**Work instructions:**
Tally the lines of the data that include the word "frame". Only the number is to be returned.
= = = = = = =
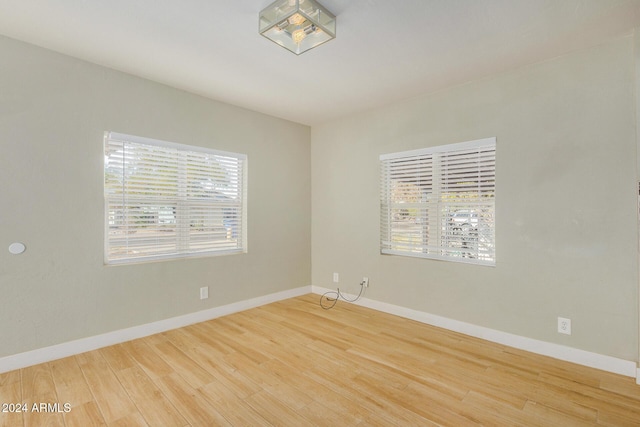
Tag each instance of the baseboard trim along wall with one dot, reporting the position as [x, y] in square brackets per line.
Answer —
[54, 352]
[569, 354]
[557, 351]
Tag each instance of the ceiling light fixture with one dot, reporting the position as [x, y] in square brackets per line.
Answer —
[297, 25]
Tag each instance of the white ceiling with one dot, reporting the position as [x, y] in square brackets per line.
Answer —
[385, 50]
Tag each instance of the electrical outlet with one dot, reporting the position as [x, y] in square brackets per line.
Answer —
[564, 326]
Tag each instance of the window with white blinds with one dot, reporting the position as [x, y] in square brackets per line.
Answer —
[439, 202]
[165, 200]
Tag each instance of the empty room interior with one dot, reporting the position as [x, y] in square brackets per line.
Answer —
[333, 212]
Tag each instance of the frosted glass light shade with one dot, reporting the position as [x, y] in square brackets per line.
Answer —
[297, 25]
= = = = = = =
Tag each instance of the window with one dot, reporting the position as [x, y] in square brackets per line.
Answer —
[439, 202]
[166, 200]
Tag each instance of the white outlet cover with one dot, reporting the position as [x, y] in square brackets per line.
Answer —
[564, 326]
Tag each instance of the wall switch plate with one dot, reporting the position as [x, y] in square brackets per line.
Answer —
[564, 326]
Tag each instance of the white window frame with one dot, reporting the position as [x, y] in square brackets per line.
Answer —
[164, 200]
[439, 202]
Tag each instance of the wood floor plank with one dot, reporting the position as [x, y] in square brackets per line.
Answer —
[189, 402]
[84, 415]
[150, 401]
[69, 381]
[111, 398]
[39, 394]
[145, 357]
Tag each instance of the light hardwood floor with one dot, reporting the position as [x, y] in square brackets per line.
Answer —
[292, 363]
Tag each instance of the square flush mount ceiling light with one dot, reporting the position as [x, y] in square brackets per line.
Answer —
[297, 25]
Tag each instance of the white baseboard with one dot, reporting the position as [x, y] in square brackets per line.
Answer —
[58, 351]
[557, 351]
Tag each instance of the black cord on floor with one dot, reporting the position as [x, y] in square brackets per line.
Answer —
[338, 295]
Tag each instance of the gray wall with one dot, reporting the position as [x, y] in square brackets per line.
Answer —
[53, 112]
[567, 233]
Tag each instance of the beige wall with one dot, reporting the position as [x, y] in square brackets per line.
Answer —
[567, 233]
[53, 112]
= = = = = = =
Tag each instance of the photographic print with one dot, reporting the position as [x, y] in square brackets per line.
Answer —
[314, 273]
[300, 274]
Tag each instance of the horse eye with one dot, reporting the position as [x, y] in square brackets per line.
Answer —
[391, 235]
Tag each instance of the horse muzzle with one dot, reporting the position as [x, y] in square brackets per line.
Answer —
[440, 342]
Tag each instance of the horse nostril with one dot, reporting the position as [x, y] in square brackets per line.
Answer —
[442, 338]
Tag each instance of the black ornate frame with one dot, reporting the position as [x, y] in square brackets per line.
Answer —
= = = = = = =
**Written response:**
2